- _Assignment_:
Please copy the leading lines of the entries below exactly, concluding with the line in which "Target: shrub" occurs.

- _Exercise material_:
· · · · ·
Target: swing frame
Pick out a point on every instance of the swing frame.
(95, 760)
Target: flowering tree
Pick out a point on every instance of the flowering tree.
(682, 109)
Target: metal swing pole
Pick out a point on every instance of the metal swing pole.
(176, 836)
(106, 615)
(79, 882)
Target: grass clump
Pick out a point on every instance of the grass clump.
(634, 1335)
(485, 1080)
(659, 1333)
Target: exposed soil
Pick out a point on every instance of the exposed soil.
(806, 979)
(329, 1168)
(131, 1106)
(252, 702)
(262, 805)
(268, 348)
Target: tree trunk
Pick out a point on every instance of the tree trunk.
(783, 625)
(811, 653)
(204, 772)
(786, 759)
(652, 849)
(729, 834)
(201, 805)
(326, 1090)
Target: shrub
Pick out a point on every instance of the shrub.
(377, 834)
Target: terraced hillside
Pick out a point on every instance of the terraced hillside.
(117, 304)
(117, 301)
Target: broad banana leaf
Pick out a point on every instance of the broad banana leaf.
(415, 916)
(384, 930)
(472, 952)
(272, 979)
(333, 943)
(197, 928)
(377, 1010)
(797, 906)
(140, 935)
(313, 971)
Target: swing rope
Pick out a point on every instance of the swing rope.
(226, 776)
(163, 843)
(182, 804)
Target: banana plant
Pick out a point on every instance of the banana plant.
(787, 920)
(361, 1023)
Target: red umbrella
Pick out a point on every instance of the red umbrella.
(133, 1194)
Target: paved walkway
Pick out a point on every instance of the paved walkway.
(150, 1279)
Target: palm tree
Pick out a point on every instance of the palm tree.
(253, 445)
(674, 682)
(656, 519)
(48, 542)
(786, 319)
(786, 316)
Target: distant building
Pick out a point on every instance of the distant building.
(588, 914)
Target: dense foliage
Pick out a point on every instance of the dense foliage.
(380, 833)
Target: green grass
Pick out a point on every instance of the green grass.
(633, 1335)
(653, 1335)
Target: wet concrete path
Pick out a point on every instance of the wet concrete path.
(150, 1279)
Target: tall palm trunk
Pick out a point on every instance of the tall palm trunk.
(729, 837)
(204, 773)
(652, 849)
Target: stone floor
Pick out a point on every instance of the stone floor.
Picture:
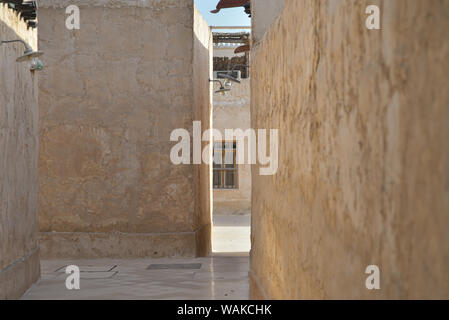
(224, 275)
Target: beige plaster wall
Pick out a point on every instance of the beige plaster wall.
(364, 151)
(263, 14)
(19, 250)
(202, 96)
(232, 111)
(111, 95)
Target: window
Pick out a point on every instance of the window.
(225, 166)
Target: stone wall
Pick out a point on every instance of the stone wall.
(232, 111)
(364, 151)
(19, 250)
(264, 13)
(111, 95)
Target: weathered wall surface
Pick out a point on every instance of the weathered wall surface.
(364, 151)
(232, 111)
(19, 250)
(111, 95)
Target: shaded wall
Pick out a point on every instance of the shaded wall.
(363, 156)
(232, 111)
(111, 96)
(19, 250)
(263, 14)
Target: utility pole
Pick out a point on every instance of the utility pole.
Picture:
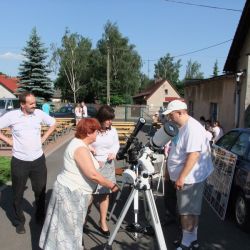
(108, 77)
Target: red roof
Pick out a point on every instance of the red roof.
(9, 83)
(170, 99)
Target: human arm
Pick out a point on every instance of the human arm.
(48, 133)
(6, 139)
(83, 159)
(115, 145)
(191, 160)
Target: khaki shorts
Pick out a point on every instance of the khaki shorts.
(189, 199)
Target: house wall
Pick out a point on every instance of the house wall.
(156, 100)
(217, 90)
(244, 64)
(4, 93)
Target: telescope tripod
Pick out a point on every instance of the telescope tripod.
(142, 184)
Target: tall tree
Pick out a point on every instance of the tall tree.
(73, 61)
(167, 69)
(193, 70)
(216, 69)
(33, 71)
(125, 63)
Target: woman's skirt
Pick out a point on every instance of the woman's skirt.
(63, 226)
(107, 171)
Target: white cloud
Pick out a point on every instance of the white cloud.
(11, 56)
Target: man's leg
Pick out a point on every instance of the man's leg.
(170, 202)
(189, 225)
(19, 176)
(38, 177)
(189, 200)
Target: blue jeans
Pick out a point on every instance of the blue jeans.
(20, 172)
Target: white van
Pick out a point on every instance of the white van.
(7, 104)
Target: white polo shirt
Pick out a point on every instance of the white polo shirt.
· · · · ·
- _Solution to the problem_:
Target: swing frame
Pick out a point on every instance of the swing frame.
(95, 760)
Target: flowering tree
Pick out a point on every instance of the flowering tree.
(682, 109)
Target: metal swing pole
Pick out a point on every instance of the metal swing pole.
(176, 836)
(106, 615)
(79, 882)
Target: grass clump
Pick out a point on every instance of the grass clump.
(634, 1335)
(485, 1080)
(659, 1333)
Target: exposed soil
Pick out a point on every instance of the exposed soil.
(806, 979)
(329, 1168)
(131, 1106)
(252, 702)
(262, 805)
(268, 348)
Target: tree trunk
Pick out a point on every instance of the tree trunk.
(783, 625)
(811, 653)
(204, 772)
(786, 759)
(652, 849)
(729, 834)
(201, 805)
(326, 1090)
Target: shrub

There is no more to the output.